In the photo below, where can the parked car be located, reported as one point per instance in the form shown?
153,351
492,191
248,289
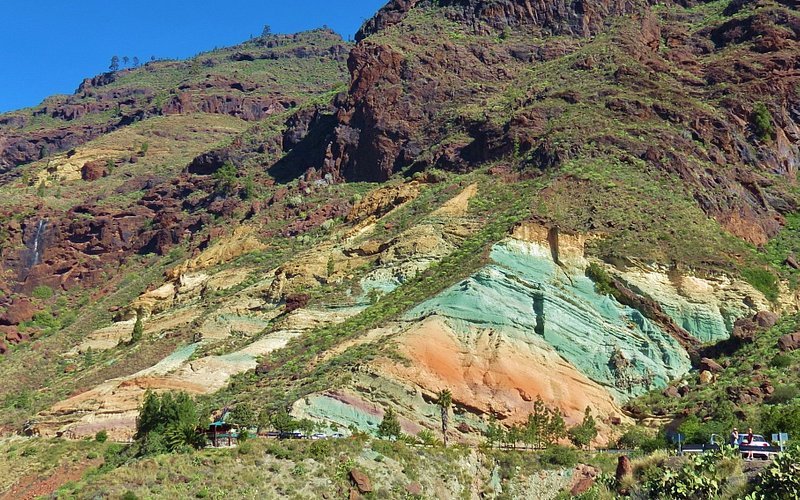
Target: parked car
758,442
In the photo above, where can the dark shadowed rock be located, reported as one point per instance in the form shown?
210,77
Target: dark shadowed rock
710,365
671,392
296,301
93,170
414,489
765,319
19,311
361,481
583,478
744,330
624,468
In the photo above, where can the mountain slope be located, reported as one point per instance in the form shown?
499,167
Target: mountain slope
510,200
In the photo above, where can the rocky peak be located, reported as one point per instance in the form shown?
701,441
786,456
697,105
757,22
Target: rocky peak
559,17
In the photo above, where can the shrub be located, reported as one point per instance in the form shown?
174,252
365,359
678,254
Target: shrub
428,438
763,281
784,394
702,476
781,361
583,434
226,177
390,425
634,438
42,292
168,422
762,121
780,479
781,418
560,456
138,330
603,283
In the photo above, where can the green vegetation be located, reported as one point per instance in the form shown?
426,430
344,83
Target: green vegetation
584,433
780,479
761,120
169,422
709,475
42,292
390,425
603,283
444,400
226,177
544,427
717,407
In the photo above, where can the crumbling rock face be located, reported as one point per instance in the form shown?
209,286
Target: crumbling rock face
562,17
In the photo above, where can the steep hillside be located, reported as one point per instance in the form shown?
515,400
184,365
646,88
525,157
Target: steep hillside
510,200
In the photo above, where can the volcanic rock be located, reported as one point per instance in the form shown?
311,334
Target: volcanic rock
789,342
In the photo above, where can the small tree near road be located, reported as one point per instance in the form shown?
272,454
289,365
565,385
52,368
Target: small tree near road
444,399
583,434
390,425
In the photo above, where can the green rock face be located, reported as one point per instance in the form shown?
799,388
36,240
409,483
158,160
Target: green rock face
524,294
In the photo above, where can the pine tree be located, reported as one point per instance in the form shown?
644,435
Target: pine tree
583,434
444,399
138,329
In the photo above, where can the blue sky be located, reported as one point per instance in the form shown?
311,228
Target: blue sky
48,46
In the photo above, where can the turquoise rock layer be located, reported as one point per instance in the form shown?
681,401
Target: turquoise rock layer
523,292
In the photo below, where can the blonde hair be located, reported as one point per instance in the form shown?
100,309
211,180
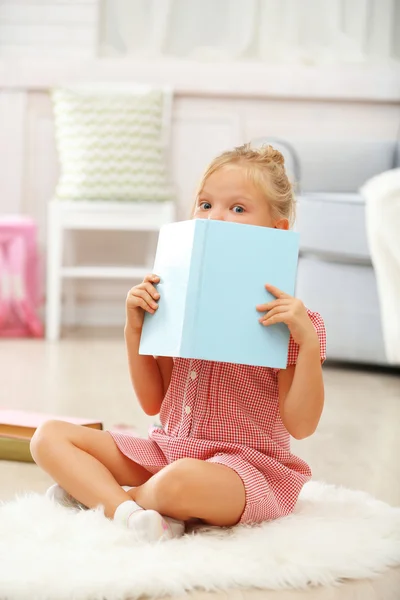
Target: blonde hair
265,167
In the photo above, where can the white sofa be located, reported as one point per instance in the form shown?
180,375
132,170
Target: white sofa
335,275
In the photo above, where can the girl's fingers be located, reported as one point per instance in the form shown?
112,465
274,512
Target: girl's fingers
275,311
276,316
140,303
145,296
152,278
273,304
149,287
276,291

- - - -

**Required action:**
Except for the pictures, print the data above exactly.

**Answer space:**
In the photo below, where can the parked car be located, reported as one point per instance in the form shown?
153,351
492,191
248,289
Target: parked car
758,442
In the photo above, where can the dark shadowed rock be located, reported as one point per instance in the form shown?
210,77
Target: dark shadowed rock
710,365
671,392
296,301
93,170
414,489
765,319
19,311
361,481
583,478
744,330
624,468
In the photo above, where can the mountain slope be located, reported as one point per instance in the form shown?
499,167
Target: mountain slope
510,200
In the photo above, where can the rocky peak be located, reported as one point per instance in the form shown?
701,441
786,456
697,105
757,22
Target: rocky peak
559,17
In the photo above, where can the shrub be located, reported as one point per instance in the form shown?
174,252
365,359
678,254
Target: shrub
428,438
763,281
784,394
702,476
781,361
583,434
226,177
390,425
634,438
42,292
168,422
762,121
780,479
781,418
560,456
138,330
603,283
In the photo above, where can the green vegetation be located, reported as one point per instance in the form shown?
426,430
344,83
Target: green vegetation
584,433
780,479
761,120
169,422
709,475
42,292
390,425
603,283
444,400
226,177
544,427
717,407
In the photo above, where can the crumbling rock face be located, reported as one point per instance in the form shown?
209,286
Target: crumbling rock face
562,17
In the photo above, where can the steep hillside be located, reported as one point per instance in the form shown?
515,400
184,365
646,88
525,157
Target: steep hillside
510,200
In the photo above, where can the volcanic rock be located, reported as one point per instance in the form shown?
311,334
Target: volcanic rock
789,342
In the photo above, where can the small tree near road be located, reported as one point per instance in the form shown?
272,454
289,365
565,385
52,368
Target: small tree near road
444,399
583,434
390,425
In the photo above, where can the green rock face be located, reported as one point per instance in the form shown?
799,388
36,240
409,483
158,160
Target: green rock face
524,294
In the photo above, where can the pine tree be located, reported as one point per instance in the form shown?
644,435
Target: pine tree
583,434
444,399
138,329
In the photo above, where can the blue sky be located, reported as one point per instance in the form shown?
311,228
Target: blue sky
48,46
In the photo above, where can the turquoise rock layer be located, reported as one point per instance in the form shown?
681,401
Target: turquoise rock layer
523,292
In the photo below, where can the blonde hair be located, reported as one point per instance in the form shown?
100,309
211,180
Target: blonde hair
265,167
In the photo above, where can the white sofa be located, reported as one point per instance in the form shown?
180,375
132,170
Target: white sofa
335,275
In the photo above, where can the girl's fingers be located, reported as one point per instance in the form shown?
112,465
274,512
Target: girl's fingers
275,311
276,316
140,303
145,296
152,278
273,304
149,287
276,291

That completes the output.